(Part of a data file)
Start

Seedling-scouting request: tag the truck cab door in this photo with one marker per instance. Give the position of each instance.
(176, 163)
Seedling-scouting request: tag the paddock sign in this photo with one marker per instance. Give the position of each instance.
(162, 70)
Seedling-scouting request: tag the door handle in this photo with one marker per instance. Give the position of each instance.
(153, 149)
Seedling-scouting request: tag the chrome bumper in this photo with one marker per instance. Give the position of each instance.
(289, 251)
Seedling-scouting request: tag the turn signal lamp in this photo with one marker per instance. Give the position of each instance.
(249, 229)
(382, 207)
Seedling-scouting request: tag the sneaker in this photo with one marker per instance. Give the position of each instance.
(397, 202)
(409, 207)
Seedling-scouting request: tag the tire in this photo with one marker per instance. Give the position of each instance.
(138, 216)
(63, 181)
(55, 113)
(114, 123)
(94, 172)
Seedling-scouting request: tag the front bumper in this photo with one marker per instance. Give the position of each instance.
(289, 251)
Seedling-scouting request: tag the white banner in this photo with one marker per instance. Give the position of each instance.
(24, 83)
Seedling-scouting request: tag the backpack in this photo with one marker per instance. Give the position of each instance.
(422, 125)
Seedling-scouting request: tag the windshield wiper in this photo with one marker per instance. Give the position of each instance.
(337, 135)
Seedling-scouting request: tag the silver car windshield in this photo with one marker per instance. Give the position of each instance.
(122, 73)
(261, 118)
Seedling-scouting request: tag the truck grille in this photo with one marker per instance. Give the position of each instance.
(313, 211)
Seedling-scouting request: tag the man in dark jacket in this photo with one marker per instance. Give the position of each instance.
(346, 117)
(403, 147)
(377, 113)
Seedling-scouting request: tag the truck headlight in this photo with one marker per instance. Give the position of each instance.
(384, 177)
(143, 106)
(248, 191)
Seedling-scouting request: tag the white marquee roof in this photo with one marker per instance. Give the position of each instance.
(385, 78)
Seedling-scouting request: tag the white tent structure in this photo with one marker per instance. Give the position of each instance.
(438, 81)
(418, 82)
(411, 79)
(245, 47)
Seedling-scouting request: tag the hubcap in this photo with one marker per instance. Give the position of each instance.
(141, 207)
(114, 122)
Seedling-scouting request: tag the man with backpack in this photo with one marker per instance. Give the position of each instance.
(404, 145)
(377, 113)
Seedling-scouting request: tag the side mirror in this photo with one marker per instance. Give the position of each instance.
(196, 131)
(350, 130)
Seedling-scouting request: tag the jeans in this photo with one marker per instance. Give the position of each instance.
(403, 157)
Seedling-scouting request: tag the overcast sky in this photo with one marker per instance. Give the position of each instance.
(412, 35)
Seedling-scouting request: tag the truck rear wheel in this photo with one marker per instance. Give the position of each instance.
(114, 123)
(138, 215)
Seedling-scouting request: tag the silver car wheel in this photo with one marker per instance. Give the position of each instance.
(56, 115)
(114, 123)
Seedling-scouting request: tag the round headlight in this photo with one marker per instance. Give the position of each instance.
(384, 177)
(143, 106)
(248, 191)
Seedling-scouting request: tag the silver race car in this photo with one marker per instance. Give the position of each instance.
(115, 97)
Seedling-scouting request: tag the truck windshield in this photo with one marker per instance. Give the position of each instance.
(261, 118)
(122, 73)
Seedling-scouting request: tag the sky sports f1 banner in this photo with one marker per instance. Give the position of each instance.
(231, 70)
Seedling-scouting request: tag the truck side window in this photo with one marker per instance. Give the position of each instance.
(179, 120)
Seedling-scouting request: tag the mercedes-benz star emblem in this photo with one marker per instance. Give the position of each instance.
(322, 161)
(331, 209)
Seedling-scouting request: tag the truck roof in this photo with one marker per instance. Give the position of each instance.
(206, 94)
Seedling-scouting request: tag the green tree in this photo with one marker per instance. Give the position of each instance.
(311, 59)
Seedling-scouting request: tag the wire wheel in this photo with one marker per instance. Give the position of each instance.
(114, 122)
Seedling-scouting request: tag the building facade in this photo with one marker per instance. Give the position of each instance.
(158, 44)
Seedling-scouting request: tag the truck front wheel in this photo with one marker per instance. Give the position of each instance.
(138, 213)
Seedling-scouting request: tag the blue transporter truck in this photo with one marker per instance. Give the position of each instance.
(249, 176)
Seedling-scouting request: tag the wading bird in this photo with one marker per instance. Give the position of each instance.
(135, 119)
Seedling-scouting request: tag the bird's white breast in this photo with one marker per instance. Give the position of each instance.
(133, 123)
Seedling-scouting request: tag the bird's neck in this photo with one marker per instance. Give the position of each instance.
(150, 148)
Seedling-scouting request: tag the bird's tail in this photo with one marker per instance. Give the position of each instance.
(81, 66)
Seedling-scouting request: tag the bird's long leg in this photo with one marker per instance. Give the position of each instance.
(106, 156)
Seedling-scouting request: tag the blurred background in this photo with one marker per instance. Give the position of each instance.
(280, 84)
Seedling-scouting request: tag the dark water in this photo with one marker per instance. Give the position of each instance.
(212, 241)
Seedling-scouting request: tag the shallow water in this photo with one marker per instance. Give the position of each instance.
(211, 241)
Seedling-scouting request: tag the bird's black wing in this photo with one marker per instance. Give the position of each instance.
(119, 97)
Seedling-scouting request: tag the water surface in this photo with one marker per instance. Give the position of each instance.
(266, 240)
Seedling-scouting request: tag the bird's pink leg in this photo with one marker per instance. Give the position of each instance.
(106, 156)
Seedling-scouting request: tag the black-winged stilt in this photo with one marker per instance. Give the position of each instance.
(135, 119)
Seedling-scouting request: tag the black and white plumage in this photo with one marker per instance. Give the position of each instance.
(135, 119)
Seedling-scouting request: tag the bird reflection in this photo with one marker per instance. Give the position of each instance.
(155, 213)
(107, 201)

End
Start

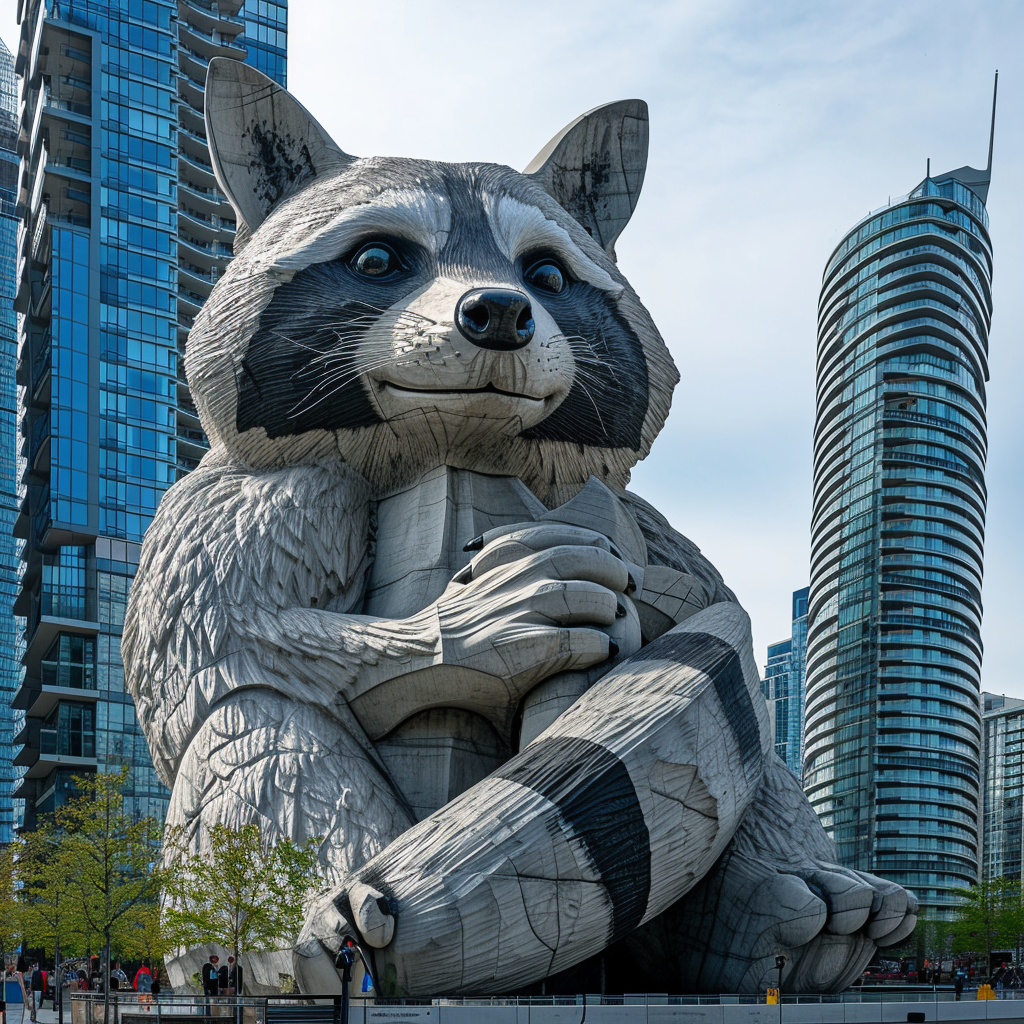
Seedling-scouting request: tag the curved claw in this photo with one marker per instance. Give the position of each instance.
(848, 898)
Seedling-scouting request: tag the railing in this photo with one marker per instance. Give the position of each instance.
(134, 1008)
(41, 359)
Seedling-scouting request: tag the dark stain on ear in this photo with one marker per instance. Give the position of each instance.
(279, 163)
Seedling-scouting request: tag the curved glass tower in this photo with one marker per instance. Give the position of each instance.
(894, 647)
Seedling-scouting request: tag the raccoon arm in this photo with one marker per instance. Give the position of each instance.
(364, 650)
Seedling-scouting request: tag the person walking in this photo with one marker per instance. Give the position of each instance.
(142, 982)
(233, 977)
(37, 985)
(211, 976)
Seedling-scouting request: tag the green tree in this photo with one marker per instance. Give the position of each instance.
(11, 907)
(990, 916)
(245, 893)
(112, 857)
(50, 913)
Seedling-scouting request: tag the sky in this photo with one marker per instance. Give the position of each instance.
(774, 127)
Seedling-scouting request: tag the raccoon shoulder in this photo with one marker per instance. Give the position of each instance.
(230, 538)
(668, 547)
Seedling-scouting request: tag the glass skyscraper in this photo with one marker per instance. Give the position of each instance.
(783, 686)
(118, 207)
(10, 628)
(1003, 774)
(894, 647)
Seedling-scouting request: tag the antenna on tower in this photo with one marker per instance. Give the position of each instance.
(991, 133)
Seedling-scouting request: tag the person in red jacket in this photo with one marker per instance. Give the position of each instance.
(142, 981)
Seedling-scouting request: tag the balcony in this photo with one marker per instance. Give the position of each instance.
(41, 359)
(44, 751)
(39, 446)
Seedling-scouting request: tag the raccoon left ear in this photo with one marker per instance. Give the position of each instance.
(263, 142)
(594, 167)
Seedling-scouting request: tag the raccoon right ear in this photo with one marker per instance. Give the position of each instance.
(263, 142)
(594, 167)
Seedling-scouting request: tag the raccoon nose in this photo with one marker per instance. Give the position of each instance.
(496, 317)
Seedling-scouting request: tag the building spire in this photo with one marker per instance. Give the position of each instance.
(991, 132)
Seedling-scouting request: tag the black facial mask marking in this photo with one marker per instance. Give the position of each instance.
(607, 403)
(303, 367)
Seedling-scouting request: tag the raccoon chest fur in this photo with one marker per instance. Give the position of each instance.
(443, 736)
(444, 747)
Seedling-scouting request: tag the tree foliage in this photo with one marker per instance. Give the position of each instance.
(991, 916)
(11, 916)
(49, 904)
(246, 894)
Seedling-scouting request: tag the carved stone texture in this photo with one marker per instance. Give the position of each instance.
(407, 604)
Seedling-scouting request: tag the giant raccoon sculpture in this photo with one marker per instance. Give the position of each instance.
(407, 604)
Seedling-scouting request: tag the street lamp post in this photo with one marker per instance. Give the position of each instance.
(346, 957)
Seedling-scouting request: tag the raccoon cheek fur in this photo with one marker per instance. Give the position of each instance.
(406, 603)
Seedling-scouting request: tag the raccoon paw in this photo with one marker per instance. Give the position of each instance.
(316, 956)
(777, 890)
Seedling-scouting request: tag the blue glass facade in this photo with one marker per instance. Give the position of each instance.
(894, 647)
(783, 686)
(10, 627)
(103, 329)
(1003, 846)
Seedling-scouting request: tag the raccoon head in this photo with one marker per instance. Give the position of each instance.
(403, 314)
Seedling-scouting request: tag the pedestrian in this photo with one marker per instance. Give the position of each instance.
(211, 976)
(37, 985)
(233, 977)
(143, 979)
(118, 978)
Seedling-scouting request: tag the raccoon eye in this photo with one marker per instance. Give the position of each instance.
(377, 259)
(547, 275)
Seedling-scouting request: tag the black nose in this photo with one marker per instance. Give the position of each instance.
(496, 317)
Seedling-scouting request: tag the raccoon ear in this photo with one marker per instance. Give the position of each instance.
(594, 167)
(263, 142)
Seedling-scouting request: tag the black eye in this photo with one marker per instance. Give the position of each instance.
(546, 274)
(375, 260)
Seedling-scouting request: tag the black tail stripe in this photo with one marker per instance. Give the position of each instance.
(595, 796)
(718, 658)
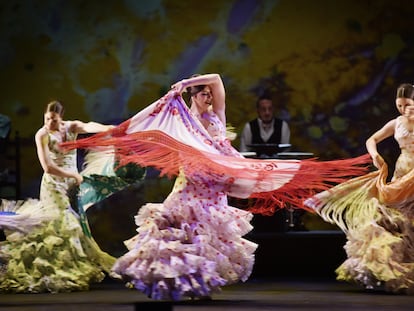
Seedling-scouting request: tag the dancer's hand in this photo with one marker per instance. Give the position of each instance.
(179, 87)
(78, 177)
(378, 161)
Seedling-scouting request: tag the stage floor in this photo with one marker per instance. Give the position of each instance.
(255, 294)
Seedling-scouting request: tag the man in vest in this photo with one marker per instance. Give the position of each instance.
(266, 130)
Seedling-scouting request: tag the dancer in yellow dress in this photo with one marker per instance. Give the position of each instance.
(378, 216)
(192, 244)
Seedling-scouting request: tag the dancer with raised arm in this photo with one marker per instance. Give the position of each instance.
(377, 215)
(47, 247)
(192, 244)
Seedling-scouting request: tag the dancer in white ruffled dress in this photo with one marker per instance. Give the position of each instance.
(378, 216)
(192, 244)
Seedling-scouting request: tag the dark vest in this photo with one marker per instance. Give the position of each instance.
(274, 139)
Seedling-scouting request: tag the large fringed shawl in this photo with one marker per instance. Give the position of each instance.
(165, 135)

End

■ Set task
Please find each line in the records above that contains the word "roof" and copy those lines out.

■ Solution to this exercise
Seedling-scouting request: tag the white marquee roof in this photo with one marker per instance. Give the position of each instance.
Seedling-scouting request: tag the truck roof in this photo with one marker per instance. Give the position of each instance.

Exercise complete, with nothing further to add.